## Document text
Previously working pfSense 2.4.4 setup stops "randomly" accepting LAN traffic
-
Hello everyone,
I ran into an interessting issue which I am not really sure how to solve.
HW / VM Setup:
My pfSense is virtualized with VMware ESXi 6.7 U2 (Build 13006603) on a Dell PowerEdge T20 (E3-1225v3 / 32GB RAM / RAID1 1TB SSD / Intel X540-AT2) the VM has 4vCPUs, 8GB RAM, and the Intel X540-AT2 passedthrou running pfSense 2.4.4-RELEASE-p3.Internet Setup:
Very simple... ISP does not support bridge mode, so I put DMZ mode and route all everything from ISP "router" 192.168.1.1 -> 192.168.1.254 (pfSense VM - WANPort - ix0) and then into my two VLANs (ix1.10 and ix1.50)Before:
So until this sunday (at first I thought its an ISP issue) everything was working (for at least a few month) just fine. Never had any issues never had any downtime. OpenVPN working flawless, NAT, etc.Now:
Since this sunday after a few minutes (i think its less minutes than - amount of traffic) pfSense is no longer reachable on ix1.10 and ix1.50 both IPs are unpingable. But the VM is still working and reachable thru ix0 (WAN). So I open up the VM. Hit "ifconfig ix1 down;ifconfig ix1 up" and everything goes back to normal for a (like I said not sure about amount of time or - traffic - because if I hit a speedtest it stops working immediately). WAN normaly is not affected but from time to time (when I wrote this i had to hit the command I wrote here previously 5 times) I also have to do "ifconfig ix0 down; ifconfig ix0 up"Debugging:
Not really sure where to start. Since it really was working flawlessly and no changes where made.Maybe you guys could tell me where to start looking for problems or issues.
Thanks a lot
Yves -
Check status / system logs
anddmesg
on console
it could be the network card, check cables -
Yup, that ^
If re-linking the NIC brings it back you might be hitting some buffer exhaustion. Something should be logged though.

## Listing
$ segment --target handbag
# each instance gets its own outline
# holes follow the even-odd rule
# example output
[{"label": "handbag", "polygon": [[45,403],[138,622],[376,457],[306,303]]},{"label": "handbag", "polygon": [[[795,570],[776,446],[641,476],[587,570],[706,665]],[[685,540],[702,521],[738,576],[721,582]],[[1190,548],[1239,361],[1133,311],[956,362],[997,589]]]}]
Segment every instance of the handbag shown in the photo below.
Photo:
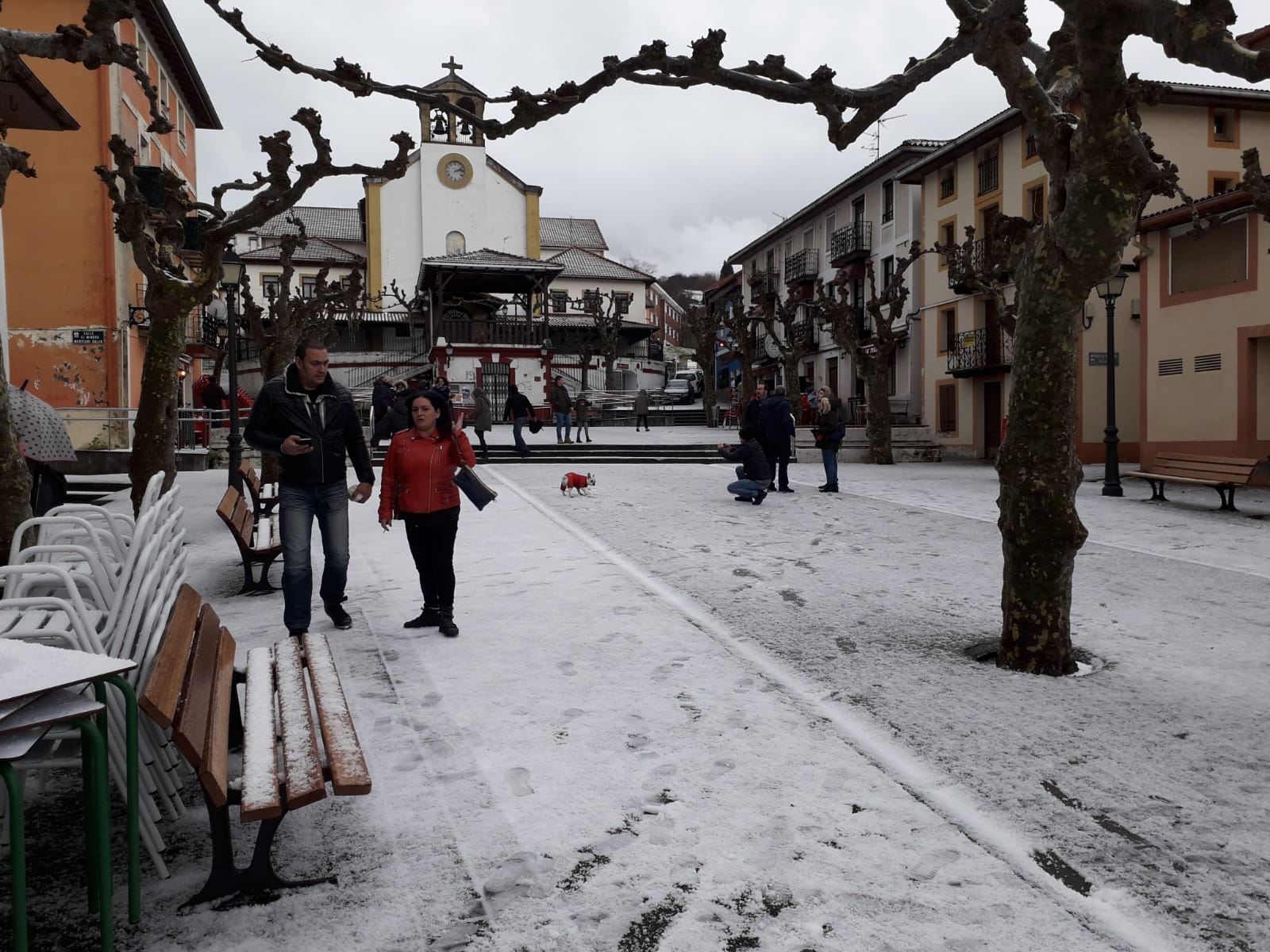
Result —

## What is asked
Write out the passage of the pfSense thread above from "Previously working pfSense" to "how to solve.", word for word.

## Output below
Previously working pfSense 2.4.4 setup stops "randomly" accepting LAN traffic
-
Hello everyone,
I ran into an interessting issue which I am not really sure how to solve.